Jamie Brandon, a licensed marital and family therapist for Christian Family Institute in Tulsa, Okla., emphasized the need to have an open line of communication with children and to ask what they think, “not just dictate what we think.”

“It’s important to … sincerely ask why they believe the way they believe about a topic and be prepared to offer a different opinion, not force it on them,” she told CP.

“When we try to control our kids, we often invite misbehavior. Christianity, like parenting, is about relationship. If you don’t have a relationship with your children, then they don’t value what you say. You can teach right from wrong, but ultimately they grow up and make their own decisions.”

As parents talk to their children about hair color, hair styles, clothing, music, movies, television programs, video games, websites and books, there isn’t a one size fits all answer in determining which ones are acceptable and which ones are not.

“Parents would like to know the formula so they could just apply the formula and their kid would turn out accordingly,” Smith said. “But we all know life doesn’t work that way.”

Instead, Smith said there needs to be a correlation between three things: a child’s age, the amount of freedom a parent gives and the amount of responsibility the parent requires.

“If I had to draw a picture of this it would look something like a funnel. As children get older and move closer and closer to adulthood – the top of the funnel – there should be a widening of the boundaries that allows kids to begin to take more and more responsibility for themselves.

“Essentially as parents we are trying to successfully raise our kids and then launch them out into adulthood. When parents clamp down on freedom and responsibility in a child it hinders the kid’s ability to move on into the next stage of life and think for themselves.”

+++

■ Problem: In the parenting article, what things does Smith say need to be in correlation with each other? List them. The records have nothing to do with the parenting article.

■ Source material:
+++

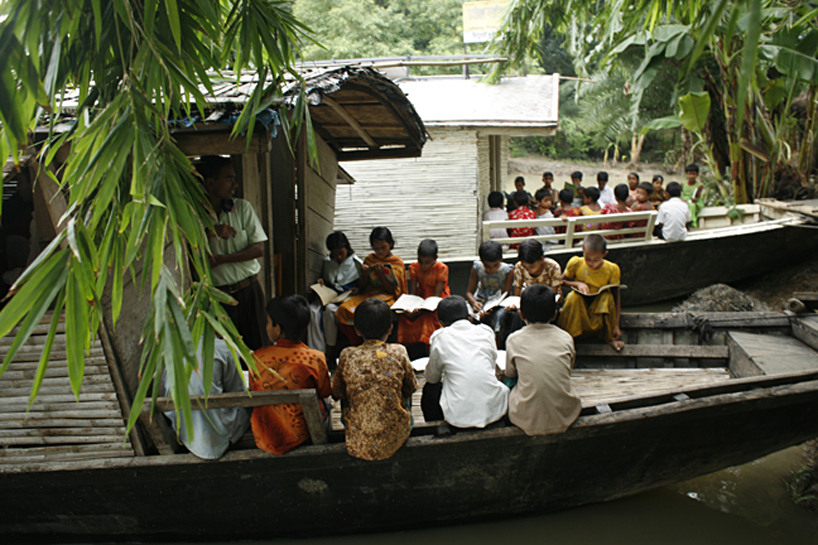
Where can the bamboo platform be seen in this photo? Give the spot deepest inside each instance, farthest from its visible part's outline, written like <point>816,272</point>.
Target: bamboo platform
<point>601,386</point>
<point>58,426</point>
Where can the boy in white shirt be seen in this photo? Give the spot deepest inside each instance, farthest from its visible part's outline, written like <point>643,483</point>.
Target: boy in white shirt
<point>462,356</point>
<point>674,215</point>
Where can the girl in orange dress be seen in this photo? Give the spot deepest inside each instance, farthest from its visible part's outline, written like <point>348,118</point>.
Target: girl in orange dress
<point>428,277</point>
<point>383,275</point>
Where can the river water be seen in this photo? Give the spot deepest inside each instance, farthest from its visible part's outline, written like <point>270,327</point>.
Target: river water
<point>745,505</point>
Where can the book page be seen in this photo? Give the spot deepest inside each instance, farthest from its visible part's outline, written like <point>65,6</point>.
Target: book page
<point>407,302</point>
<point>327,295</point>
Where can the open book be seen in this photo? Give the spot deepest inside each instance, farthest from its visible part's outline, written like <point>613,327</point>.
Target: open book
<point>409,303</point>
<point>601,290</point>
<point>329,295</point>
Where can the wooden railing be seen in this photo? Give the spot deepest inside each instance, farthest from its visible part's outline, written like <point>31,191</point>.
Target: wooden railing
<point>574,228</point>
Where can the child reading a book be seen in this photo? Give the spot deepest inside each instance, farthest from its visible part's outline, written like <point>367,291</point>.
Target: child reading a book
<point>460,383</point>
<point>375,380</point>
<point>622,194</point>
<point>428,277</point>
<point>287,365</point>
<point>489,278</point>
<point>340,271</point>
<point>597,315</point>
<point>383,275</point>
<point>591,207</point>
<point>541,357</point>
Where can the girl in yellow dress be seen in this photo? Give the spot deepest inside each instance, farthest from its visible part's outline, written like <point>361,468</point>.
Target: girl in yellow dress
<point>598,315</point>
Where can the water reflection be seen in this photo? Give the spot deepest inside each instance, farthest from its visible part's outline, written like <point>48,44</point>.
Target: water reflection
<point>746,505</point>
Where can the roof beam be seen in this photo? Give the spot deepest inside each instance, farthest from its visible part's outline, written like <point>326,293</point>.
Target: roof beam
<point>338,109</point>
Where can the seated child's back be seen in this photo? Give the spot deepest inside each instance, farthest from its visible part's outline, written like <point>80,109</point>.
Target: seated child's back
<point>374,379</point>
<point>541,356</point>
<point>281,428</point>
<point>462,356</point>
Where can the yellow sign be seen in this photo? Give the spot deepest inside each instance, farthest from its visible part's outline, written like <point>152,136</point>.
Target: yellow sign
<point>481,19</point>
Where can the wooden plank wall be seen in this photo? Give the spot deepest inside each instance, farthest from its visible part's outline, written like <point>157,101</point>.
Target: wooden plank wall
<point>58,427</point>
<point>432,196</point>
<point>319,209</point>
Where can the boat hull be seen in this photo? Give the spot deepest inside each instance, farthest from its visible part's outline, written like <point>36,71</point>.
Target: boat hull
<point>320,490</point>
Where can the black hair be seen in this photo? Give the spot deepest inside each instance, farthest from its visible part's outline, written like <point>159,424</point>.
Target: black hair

+++

■ Answer to the problem:
- a child's age
- the amount of freedom a parent gives
- the amount of responsibility the parent requires